Work instructions. Copy exactly, line for line, the part of the listing from the line containing "In this exercise you will locate the satchel" through its last line, and nothing else.
****************
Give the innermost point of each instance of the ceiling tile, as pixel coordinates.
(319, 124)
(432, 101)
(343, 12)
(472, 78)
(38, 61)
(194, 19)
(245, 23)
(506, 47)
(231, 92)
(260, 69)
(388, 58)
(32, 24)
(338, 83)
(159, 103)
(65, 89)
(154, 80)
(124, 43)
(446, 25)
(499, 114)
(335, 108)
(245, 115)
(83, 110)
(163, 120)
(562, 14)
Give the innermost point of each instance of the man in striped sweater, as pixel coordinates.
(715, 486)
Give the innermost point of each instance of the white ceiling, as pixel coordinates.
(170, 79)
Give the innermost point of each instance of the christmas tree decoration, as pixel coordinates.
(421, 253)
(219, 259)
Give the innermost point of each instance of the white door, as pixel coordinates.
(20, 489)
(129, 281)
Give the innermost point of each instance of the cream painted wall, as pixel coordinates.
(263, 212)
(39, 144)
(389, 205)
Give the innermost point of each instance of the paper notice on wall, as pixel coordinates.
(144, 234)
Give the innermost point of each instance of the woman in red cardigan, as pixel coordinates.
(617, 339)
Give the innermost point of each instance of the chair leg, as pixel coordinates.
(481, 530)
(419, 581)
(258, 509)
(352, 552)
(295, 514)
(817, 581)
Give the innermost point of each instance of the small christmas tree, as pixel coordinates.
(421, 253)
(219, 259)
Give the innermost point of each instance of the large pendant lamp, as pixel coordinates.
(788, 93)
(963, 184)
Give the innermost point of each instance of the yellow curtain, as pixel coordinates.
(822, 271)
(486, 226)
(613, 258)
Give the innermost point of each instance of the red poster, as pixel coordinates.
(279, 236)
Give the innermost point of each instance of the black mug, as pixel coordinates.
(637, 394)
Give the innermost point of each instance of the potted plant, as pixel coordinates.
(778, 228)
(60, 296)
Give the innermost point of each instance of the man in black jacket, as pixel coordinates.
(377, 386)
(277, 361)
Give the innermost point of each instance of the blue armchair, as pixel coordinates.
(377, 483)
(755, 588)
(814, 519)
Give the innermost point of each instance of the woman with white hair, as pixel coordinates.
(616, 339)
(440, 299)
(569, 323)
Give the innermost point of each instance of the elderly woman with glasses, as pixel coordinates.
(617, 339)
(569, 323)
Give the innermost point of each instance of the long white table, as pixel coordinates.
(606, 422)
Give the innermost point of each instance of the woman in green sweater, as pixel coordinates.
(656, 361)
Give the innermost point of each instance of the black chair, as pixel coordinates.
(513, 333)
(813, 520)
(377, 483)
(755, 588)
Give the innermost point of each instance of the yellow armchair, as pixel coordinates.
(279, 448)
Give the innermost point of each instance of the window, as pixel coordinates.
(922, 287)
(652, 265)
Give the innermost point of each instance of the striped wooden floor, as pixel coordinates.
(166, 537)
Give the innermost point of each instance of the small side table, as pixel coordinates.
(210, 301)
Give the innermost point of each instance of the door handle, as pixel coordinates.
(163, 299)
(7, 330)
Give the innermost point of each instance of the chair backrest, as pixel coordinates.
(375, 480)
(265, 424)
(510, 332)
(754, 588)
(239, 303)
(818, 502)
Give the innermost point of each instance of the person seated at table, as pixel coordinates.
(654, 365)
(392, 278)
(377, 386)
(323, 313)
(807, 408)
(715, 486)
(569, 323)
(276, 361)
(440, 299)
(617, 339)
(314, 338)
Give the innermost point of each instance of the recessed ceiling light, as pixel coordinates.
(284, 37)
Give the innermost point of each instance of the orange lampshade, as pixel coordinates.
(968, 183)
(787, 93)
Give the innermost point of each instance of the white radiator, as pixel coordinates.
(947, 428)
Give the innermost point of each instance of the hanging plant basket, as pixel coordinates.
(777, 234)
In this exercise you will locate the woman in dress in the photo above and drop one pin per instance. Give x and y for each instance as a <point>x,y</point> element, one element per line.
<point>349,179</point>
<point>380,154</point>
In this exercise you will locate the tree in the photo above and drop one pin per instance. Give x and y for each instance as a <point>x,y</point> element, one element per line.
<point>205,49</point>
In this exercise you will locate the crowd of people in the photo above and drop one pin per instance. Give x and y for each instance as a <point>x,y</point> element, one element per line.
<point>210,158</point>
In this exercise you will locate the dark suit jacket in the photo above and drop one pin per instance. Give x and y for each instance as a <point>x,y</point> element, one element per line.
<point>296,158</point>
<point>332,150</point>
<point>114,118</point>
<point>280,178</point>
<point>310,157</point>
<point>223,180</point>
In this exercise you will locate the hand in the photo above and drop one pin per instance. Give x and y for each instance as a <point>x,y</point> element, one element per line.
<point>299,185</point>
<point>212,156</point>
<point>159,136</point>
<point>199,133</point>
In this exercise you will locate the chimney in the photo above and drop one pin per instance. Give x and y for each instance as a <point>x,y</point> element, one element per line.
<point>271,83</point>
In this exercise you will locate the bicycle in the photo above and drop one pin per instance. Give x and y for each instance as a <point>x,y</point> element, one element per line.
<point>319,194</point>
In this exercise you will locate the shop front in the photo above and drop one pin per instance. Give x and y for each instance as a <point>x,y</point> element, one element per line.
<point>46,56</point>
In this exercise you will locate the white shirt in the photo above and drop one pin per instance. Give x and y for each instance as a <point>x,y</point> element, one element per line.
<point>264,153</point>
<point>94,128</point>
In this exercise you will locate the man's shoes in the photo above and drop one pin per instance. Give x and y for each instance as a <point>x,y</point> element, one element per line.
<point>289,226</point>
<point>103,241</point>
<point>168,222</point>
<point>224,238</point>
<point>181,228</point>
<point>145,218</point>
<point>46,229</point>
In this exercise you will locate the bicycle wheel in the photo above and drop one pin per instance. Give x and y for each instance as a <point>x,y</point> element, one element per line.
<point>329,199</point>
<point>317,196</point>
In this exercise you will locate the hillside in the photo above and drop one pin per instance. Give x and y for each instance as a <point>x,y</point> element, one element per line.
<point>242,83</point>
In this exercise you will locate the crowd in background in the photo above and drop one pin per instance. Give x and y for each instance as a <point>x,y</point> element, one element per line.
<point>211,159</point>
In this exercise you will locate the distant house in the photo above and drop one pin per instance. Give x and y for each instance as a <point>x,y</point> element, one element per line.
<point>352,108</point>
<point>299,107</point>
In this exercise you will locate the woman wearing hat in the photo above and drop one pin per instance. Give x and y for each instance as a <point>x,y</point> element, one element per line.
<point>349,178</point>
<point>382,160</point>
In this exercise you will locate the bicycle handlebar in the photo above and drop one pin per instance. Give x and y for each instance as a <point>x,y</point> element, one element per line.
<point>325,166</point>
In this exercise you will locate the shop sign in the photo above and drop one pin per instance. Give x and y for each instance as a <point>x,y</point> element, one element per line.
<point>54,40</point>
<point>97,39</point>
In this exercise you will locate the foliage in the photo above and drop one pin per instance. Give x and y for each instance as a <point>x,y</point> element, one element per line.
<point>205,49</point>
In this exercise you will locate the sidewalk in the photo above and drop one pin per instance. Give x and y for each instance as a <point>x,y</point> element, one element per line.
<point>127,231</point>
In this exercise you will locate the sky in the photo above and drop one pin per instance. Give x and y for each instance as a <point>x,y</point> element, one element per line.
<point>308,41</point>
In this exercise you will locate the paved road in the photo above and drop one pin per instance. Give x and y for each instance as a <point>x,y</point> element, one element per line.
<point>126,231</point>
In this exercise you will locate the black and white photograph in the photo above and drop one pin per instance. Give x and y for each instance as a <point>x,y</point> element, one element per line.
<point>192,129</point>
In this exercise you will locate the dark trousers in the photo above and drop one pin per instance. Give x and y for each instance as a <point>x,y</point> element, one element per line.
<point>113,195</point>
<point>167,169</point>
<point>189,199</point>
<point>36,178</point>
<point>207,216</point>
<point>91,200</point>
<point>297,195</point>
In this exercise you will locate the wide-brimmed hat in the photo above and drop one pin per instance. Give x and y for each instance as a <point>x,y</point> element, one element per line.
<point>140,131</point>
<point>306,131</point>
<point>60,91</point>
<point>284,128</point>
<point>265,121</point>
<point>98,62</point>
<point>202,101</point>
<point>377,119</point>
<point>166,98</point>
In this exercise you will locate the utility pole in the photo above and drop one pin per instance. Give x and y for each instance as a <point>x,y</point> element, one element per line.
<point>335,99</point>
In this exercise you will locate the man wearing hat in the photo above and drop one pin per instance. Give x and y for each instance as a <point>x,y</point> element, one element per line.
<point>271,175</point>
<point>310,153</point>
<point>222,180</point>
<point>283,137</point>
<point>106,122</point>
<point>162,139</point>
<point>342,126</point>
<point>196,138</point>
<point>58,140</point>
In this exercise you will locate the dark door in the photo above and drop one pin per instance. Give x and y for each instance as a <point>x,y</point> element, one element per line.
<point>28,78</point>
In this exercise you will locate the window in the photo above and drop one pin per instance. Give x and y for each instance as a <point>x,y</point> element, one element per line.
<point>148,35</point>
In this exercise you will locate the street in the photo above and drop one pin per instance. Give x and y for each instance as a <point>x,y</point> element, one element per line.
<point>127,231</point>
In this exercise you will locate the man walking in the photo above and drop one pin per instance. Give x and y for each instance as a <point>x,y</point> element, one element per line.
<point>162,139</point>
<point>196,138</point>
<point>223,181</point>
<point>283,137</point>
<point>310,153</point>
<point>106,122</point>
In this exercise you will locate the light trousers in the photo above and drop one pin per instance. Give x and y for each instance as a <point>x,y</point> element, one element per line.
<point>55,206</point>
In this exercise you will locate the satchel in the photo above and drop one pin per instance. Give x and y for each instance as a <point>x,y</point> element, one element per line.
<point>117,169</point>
****************
Answer to this problem.
In this exercise you will locate the satchel in the photo above and drop one pin per instance. Give x and y for each instance as a <point>x,y</point> element, one element per line.
<point>117,169</point>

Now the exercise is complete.